_INPUT_:
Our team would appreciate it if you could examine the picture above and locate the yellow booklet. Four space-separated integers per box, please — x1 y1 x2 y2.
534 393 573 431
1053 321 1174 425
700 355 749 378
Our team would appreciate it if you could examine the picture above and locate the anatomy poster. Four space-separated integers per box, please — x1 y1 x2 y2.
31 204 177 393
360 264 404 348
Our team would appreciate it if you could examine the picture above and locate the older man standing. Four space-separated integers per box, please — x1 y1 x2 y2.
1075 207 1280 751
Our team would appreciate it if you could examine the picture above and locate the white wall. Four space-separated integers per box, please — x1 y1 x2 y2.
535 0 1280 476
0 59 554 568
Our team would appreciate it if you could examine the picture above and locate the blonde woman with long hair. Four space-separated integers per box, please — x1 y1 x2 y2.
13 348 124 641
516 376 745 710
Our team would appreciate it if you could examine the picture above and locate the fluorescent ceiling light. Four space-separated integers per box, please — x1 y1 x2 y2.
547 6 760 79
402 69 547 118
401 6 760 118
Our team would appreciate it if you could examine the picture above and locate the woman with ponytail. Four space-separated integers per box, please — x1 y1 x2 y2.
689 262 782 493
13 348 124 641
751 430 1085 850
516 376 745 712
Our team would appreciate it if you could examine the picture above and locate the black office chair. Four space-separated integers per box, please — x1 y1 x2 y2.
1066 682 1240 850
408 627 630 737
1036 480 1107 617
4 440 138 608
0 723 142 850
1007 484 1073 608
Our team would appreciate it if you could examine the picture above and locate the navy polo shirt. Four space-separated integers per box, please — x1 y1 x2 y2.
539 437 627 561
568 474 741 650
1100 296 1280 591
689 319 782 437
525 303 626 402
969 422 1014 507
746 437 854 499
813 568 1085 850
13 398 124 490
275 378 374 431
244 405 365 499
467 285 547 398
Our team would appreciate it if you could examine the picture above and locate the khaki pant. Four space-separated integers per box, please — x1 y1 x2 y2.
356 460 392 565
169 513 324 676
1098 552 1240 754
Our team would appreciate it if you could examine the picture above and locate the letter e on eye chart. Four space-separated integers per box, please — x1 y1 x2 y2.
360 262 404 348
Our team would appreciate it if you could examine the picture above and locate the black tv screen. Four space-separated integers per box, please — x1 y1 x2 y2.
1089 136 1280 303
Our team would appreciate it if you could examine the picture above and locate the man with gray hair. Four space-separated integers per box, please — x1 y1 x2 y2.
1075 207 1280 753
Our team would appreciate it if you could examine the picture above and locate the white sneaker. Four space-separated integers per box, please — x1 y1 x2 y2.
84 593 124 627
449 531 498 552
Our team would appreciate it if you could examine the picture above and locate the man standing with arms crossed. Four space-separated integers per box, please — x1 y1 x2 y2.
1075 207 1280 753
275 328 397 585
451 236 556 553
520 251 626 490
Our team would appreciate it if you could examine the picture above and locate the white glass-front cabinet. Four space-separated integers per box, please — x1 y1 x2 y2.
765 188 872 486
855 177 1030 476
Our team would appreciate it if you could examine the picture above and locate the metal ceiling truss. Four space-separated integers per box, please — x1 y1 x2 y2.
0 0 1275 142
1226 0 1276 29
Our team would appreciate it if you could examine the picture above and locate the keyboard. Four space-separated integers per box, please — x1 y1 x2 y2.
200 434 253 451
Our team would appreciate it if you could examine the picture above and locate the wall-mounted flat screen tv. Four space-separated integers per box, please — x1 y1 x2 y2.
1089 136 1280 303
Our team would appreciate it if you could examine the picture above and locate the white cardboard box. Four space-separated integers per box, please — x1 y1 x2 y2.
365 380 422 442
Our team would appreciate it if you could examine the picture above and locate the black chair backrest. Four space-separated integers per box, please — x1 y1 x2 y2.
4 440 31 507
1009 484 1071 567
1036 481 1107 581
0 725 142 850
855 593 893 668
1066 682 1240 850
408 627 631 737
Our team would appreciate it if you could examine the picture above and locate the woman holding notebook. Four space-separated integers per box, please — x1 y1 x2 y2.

_GIVEN INSTRUCTION_:
Reproduce the listing above verbatim, keeping every line in its original order.

_COMPLETE RESPONSE_:
Our team would appreciate it if you could examine the picture above and locate the yellow booklet. Four space-separated integers per box, please — x1 y1 x2 y2.
534 393 573 431
1053 321 1174 425
700 355 749 378
Our team would appreciate it if you could examine the picture above and locate the anatomy poster. Four space-separated integers per box, please — x1 y1 x2 y2.
31 204 177 393
360 264 404 348
Our team would appreciate it if you could examine the picture above and locate the older man standing. Four space-separated integers per box, please — x1 y1 x2 y2.
1075 207 1280 751
Our team would appreciate it if you could examine the picture above and locate the white wall. Four space-separated integers per box, please — x1 y1 x2 y2.
535 0 1280 476
0 59 554 568
Our team would appreciate it if you could examine the picture above and locate the blonde woman with long hair. Four space-separated integers per box, please — x1 y1 x2 y2.
13 348 124 641
516 376 745 710
Our team would appreciate it if you could examine the picture above and locate the fluorescent ceiling light. Four space-separated integers per box, please — x1 y1 x2 y2.
547 6 760 79
402 69 547 118
401 6 760 118
Our team would appreciate it if you could examine the picture above and locate the woman with ponytail. Four space-separated integers per box, please — x1 y1 x2 y2.
689 262 782 493
13 348 124 641
751 430 1085 850
516 376 745 712
Our team would appreciate it if you could examine the picture above and locate the black office chair. Four space-separated integers per box, please — x1 y1 x2 y2.
1066 682 1240 850
408 627 630 737
1036 480 1107 617
4 440 138 608
0 723 142 850
1007 484 1073 608
Our team would appreciate it if you could examine the picture above and locate the navy polo shirt. Four space-separated integers per box, please — x1 y1 x2 y2.
539 437 627 561
568 474 741 650
1100 296 1280 591
689 319 782 437
525 303 626 402
969 422 1014 507
746 437 854 499
813 568 1085 850
13 398 124 490
275 378 374 431
244 405 365 499
467 285 547 398
Our team would appreciate it if you could examine the picture above and locate the khaki pant. Four space-separated integers per box, please — x1 y1 x2 y2.
356 460 392 565
169 513 324 676
1098 552 1240 754
Our team would appreciate it if you could examine the picture above and locate the letter e on eye chart. Four space-separated integers per box, please — x1 y1 x2 y2.
360 262 404 348
Our team would appreciate it if you could examine the picture above and locate the black tv screen. Four space-separated integers per box, please — x1 y1 x2 y2.
1089 136 1280 303
Our team would appreciate it if you could examine the picture above and locate the man with gray hair. Four space-separated integers per box, please — x1 y1 x2 y2.
1075 207 1280 753
Our team would appreciate it if you could examine the picture above and locate the white sneaker. Four space-separated integers per box, please — x1 y1 x2 y2.
84 593 124 627
449 531 498 552
Our team would appreciate it if you could examine the picture above and locate the man standing with arms crossed. Four space-separated integers per box, please — x1 y1 x2 y2.
1075 207 1280 753
275 328 397 585
451 236 556 553
520 251 626 490
Our team would appreciate it if you could examine the picture above and locate the white glass-front cabinet. Four space-separated integers per box, please — x1 y1 x2 y2.
765 188 872 486
855 177 1030 476
Our team would appreciate it if you could examine the picture above and locate the metal ceiling truss. Four space-separated integers per box, please — x1 y1 x2 y2.
0 0 1275 142
1226 0 1276 29
Our team would appreciate it if you could examine the picture above and locate the keyboard. Four space-separated integers per box, please — x1 y1 x2 y2.
200 434 253 451
Our team would appreciate it if you could examine the picture above and locate the wall-mounted flat screen tv. Four space-separated integers per box, please — x1 y1 x2 y2.
1089 136 1280 303
Our team would appreciate it if you could examine the picture above and locate the white cardboard box. Four space-separated integers per box, please — x1 y1 x2 y2.
365 380 422 442
Our team would appreciate it if you could examine the picture above and locate the black chair backrest. Four space-separated integers per box, please — x1 y1 x2 y2.
4 440 31 507
1009 484 1071 567
1036 481 1107 581
0 725 142 850
855 593 893 668
1066 682 1240 850
408 627 631 737
Our team would appreciate it if you could examine the picture above and locate the woman holding notebook. Four space-separated integers per box, please — x1 y1 x2 y2.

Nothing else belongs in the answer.